▶ _TEKS DOKUMEN_:
Pada dasarnya terdapat beberapa faktor penyebab homogenitas
wilayah. Secara umum terdiri dari penyebab alamiah dan penyebab
artifical. Faktor alamiah yang dapat menyebabkan homogenitas
wilayah adalah kemampuan lahan, iklim dan berbagai faktor lainnya.
Homogenitas yang bersifat artifical pada dasarnya kehomogenan yang
bukan berdasarkan faktor fisik tetapi faktor sosial. Contoh wilayah
homogen artifical adalah wilayah homogen atas dasar kemiskinan
(peta kemiskinan), suku bangsa, budaya dan lain-lain. Ada beberapa
keterbatasan teknis yang akan dihadapi di lapangan ketika konsep
homogen digunakan sebagai pijakan pendeskripsian analisis atau
pengelolaan. Secara ekologis, wilayah homogen tidak stabil dan
sering berhimpitan dengan wilayah administratif.

▶ _DATA MENTAH_:
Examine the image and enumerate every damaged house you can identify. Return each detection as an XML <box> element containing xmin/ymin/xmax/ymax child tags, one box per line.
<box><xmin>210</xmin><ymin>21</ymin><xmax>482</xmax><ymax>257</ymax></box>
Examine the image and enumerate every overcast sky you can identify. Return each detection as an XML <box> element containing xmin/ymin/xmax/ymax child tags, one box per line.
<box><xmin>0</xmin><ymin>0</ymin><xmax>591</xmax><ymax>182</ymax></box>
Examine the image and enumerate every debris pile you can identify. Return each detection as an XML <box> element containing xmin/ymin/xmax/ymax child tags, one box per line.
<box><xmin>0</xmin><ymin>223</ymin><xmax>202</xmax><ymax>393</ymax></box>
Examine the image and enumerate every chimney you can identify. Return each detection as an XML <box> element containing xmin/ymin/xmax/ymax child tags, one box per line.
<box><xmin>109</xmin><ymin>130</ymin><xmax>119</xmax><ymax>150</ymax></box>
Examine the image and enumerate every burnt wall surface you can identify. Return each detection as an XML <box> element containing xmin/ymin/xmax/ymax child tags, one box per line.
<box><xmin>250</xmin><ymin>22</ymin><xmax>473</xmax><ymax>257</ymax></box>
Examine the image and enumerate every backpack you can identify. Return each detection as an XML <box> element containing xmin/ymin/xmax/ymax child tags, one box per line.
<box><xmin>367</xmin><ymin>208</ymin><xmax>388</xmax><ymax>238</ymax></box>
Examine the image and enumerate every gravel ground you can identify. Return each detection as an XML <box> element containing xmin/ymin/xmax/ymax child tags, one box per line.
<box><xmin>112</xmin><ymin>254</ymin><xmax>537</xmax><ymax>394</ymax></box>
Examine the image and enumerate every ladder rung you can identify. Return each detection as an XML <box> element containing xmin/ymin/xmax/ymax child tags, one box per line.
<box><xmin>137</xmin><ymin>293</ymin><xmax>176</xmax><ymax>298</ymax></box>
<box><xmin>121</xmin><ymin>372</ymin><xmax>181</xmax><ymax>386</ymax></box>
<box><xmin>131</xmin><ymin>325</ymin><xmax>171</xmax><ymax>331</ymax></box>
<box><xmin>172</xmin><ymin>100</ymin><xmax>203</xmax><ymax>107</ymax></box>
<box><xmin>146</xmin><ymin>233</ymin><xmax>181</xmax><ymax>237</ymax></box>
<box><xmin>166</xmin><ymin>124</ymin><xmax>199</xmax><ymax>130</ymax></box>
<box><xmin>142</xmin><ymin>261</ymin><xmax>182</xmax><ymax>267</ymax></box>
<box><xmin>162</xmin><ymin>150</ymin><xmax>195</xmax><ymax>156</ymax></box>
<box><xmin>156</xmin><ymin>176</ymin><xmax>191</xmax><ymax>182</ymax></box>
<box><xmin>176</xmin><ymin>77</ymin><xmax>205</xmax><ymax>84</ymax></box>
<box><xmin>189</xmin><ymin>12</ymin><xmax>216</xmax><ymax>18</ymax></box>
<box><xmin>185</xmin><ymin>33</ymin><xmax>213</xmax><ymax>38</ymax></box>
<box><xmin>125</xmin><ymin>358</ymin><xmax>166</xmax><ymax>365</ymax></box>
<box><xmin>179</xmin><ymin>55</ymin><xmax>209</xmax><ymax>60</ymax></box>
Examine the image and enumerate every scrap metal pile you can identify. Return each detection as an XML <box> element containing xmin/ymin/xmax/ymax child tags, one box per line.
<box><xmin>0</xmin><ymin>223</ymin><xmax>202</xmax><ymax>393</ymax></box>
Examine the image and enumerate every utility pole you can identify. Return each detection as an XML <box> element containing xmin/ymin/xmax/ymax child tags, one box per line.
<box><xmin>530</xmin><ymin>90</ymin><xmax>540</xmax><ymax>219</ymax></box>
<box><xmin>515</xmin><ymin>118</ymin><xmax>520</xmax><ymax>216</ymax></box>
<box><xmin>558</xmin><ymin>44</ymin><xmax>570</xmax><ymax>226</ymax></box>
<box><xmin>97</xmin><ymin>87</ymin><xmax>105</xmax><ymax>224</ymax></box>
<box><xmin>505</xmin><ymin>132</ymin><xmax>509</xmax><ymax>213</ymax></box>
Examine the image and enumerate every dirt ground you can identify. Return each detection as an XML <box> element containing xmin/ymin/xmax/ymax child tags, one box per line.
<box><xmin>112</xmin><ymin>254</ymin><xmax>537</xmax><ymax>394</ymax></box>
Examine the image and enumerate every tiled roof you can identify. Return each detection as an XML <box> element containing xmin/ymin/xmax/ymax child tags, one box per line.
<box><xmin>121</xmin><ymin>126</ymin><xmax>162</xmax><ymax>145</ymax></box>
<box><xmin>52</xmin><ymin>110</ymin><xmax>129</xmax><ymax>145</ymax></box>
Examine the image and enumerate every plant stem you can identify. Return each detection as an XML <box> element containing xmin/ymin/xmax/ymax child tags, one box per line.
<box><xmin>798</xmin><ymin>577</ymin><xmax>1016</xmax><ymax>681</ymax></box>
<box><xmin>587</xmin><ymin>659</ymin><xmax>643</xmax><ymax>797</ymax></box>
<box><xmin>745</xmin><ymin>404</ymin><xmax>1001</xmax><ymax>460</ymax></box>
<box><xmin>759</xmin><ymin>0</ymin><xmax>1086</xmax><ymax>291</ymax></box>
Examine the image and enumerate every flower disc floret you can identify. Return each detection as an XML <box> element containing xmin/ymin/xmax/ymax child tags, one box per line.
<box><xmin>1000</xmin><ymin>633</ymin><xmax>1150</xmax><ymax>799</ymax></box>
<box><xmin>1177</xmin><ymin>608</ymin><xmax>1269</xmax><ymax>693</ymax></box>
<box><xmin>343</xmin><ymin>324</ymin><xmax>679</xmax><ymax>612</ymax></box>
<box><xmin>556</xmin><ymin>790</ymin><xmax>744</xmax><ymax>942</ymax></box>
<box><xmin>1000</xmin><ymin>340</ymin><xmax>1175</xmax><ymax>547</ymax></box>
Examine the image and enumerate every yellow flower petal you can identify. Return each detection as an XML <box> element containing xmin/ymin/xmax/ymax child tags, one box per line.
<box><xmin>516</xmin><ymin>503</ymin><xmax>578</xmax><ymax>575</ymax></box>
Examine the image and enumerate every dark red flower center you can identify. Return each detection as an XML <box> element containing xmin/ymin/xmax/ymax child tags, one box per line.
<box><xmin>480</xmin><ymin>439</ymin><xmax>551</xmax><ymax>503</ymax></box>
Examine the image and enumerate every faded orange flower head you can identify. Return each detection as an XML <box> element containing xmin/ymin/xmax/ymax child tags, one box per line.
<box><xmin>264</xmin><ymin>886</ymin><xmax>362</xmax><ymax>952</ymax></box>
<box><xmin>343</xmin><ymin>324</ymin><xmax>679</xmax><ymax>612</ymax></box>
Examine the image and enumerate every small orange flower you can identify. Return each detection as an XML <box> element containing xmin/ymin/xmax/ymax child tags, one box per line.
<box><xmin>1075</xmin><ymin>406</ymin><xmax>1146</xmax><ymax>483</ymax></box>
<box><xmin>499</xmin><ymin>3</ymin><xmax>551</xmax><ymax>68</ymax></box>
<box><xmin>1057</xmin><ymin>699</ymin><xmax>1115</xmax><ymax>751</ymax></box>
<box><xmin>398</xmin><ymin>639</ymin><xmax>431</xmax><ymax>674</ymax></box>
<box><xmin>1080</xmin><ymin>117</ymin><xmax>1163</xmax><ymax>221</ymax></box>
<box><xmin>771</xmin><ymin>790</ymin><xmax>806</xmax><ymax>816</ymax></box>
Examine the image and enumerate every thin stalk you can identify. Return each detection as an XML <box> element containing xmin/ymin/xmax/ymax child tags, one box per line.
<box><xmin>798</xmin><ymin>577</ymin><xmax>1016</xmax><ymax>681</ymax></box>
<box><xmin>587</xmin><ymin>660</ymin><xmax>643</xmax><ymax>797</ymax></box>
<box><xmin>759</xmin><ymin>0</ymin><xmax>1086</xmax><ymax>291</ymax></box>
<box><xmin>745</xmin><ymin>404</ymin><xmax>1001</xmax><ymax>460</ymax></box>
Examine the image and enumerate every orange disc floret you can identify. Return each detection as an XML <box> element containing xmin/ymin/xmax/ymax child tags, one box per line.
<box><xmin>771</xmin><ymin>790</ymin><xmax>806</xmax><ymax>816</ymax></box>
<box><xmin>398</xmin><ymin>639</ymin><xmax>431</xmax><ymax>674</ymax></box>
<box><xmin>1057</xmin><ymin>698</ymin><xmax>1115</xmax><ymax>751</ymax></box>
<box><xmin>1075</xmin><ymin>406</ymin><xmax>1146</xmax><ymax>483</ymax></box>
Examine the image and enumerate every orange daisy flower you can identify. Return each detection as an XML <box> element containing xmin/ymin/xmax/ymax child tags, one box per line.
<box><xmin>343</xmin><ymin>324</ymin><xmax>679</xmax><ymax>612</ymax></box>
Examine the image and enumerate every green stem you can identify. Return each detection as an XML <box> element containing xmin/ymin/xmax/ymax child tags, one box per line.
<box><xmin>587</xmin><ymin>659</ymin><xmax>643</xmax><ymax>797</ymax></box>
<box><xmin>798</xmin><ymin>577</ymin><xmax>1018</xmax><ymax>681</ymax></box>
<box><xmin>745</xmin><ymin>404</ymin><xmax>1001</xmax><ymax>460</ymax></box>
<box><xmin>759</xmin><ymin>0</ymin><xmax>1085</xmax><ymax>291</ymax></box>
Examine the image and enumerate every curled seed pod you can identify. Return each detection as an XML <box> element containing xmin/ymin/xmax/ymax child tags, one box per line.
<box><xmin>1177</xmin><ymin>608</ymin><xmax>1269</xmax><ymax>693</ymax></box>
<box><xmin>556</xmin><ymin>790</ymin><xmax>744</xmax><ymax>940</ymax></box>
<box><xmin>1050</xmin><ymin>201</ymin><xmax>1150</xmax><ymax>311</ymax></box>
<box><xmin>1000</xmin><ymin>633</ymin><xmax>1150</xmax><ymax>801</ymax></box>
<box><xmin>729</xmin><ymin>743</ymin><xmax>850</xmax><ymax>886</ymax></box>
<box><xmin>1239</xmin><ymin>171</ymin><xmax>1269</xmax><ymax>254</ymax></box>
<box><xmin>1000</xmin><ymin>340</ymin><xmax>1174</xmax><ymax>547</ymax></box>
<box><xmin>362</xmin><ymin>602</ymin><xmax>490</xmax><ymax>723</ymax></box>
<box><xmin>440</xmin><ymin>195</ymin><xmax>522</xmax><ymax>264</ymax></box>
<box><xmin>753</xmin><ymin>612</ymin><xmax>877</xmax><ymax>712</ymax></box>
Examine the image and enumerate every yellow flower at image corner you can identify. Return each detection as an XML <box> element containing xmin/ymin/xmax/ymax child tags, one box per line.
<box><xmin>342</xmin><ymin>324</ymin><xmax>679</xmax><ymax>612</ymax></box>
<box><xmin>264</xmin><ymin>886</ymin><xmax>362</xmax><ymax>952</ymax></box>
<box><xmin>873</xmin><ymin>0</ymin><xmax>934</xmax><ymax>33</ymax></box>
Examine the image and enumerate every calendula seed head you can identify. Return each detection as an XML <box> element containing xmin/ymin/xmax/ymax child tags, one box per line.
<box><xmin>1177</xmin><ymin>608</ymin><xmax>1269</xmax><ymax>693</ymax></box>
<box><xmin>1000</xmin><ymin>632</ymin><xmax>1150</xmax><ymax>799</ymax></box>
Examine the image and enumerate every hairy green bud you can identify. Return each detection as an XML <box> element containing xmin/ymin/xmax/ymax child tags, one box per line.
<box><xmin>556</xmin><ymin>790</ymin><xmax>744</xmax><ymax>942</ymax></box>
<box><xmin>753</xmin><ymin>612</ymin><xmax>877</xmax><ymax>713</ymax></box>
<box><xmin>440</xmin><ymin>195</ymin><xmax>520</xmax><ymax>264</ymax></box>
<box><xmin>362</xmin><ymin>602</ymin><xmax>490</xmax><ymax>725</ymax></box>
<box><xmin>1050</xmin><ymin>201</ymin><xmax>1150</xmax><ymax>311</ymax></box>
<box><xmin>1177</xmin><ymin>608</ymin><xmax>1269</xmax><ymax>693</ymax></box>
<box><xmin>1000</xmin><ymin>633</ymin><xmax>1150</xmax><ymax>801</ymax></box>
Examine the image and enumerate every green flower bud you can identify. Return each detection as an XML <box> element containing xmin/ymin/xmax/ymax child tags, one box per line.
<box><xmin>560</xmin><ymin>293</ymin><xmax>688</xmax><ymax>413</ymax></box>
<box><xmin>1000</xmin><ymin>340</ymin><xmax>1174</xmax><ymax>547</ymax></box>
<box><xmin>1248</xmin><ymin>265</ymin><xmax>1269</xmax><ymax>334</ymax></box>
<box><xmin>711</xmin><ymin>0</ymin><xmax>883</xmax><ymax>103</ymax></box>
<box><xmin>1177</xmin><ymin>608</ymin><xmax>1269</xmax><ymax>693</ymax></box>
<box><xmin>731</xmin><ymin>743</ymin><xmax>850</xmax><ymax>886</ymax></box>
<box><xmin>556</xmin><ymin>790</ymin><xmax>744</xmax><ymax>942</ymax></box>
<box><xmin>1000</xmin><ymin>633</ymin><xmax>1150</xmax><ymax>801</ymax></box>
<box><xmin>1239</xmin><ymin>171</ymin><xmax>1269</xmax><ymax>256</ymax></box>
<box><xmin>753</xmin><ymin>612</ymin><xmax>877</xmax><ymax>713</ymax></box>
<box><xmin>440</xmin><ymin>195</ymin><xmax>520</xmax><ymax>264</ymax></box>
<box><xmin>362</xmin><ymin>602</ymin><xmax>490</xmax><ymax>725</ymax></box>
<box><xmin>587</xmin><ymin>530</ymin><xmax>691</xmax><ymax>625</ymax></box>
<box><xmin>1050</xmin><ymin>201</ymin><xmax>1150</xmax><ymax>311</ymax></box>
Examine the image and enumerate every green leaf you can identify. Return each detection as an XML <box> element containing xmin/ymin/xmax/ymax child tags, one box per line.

▶ _YANG HARUS DIKERJAKAN_:
1: Tentukan apakah setiap pernyataan berikut sesuai dengan teks tentang homogenitas wilayah di atas. Jawab ya atau tidak untuk masing-masing, lalu kutip kata-kata penentu dari teks tersebut apa adanya.
(a) Kemampuan lahan dan iklim termasuk faktor alamiah penyebab homogenitas wilayah.
(b) Homogenitas yang tidak alamiah didasarkan pada faktor fisik.
(c) Secara ekologis, wilayah homogen bersifat stabil.
2: Terjemahkan kalimat berikut dari teks tentang homogenitas wilayah ke dalam bahasa Inggris: "Secara ekologis, wilayah homogen tidak stabil dan sering berhimpitan dengan wilayah administratif."

▶ _JAWABAN AKHIR_:
1:
(a) Ya: "Faktor alamiah yang dapat menyebabkan homogenitas wilayah adalah kemampuan lahan, iklim dan berbagai faktor lainnya."
(b) Tidak: "bukan berdasarkan faktor fisik tetapi faktor sosial"
(c) Tidak: "Secara ekologis, wilayah homogen tidak stabil"

2: Ecologically, homogeneous regions are unstable and often overlap with administrative regions.